§ **YOUR GOAL**:
According to the CMSharp description, what was CMSharp originally a port of?

§ **PASSAGE**:
▼

CMSharp

A high-performance lossless data compressor using context mixing, written in C#. Originally a port of MCM (Mathieu's Compression Method) by Mathieu Chartier.

CMSharp achieves strong compression ratios through adaptive context modeling with up to 8 specialized models mixed via a neural network, combined with preprocessing (dictionary, base64, CSV/JSON columnar transforms, deduplication, x86 BCJ, preflate, JPEG DCT, PNG defiltering) and arithmetic coding. Archives support optional AES-256-GCM encryption, Reed-Solomon recovery records, ECDSA P-256 digital signing, multi-volume splitting, and DEFLATE reconstruction (preflate) for ZIP containers.

▲

Point annotation records
▼

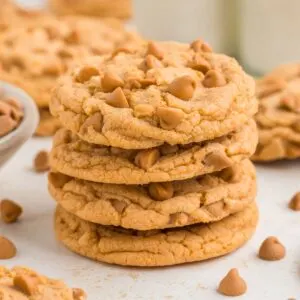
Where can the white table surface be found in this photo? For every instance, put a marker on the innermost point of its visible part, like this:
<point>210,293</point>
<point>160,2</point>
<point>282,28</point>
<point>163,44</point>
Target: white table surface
<point>38,249</point>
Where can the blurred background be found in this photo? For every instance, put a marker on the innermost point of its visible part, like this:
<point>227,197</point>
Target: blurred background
<point>260,33</point>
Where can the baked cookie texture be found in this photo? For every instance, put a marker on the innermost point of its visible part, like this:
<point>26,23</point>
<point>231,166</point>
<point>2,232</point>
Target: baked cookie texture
<point>278,118</point>
<point>155,93</point>
<point>121,9</point>
<point>77,158</point>
<point>116,245</point>
<point>208,198</point>
<point>151,167</point>
<point>21,283</point>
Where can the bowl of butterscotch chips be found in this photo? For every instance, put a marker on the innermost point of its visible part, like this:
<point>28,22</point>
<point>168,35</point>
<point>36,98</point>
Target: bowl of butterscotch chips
<point>18,120</point>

▲

§ **ANSWER TO THIS PROBLEM**:
MCM (Mathieu's Compression Method) by Mathieu Chartier.